Passage shown
NASA says the space station will not to be open for spring break. But an American multimillionaire took his business to the Russians and offered to pay $20 million for a space jaunt.

Dennis Tito, an investment-fund manager, was slated to be aboard the Russian Soyez capsule next month when it docks with the international space station. He was offered this because his Mir trip fell through, according to Rosaviakosmos. Rosaviakosmos usually is called "the cash-strapped Russian space agency" as though that were its name in English. It's a description that goes a long way toward explaining the trip.

NASA, the cash-strapped U.S. space agency, says it doesn't want Tito up there. The Russians said they had a deal and like unhappy ballplayers, Russian astronauts didn't show up for training to protest NASA's purist attitude. This left NASA wondering whether it would need to train the first bouncer in space to keep tourists out of the station.

NASA does have a point. It's expensive to build a space station and send someone up to visit it. Even at $20 million, the Russians may be selling their services -- and ours -- at a loss.

Some records:
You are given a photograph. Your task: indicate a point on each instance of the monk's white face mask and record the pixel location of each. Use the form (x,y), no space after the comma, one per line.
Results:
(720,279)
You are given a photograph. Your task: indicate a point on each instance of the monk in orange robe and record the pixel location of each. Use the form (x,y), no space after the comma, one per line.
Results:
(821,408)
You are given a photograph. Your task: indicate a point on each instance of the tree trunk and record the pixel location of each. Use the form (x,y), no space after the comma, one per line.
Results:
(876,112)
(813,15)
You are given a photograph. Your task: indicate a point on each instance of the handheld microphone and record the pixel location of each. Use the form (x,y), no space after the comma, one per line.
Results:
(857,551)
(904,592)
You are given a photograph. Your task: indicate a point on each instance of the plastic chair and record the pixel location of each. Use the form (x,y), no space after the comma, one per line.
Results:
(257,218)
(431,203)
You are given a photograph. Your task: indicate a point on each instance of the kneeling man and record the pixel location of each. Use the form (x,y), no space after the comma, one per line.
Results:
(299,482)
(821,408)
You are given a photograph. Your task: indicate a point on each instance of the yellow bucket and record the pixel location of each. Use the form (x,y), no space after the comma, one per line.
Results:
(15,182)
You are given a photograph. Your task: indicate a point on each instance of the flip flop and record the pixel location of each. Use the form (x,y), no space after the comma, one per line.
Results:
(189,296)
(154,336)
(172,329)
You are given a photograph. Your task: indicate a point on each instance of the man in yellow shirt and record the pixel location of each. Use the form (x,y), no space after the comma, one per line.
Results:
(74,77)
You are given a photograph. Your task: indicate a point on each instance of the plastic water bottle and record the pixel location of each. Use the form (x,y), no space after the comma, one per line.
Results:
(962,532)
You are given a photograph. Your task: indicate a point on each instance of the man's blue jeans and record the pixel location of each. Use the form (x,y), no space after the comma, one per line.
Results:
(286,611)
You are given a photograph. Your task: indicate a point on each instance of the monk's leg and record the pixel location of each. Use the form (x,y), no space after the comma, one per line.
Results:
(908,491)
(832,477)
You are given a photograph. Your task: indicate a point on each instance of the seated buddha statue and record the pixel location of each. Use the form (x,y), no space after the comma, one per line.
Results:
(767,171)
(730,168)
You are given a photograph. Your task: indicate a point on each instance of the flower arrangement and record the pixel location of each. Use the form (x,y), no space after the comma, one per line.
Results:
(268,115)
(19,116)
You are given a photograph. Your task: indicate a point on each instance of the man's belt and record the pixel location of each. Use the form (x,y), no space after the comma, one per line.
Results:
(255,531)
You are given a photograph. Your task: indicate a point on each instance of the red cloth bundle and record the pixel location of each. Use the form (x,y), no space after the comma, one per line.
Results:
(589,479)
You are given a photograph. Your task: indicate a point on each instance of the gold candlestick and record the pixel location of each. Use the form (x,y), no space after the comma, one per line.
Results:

What to do
Which spacecraft and space stations are named in the passage on space tourism?

Solution to this problem
- The Russian Soyez capsule
- The international space station
- Mir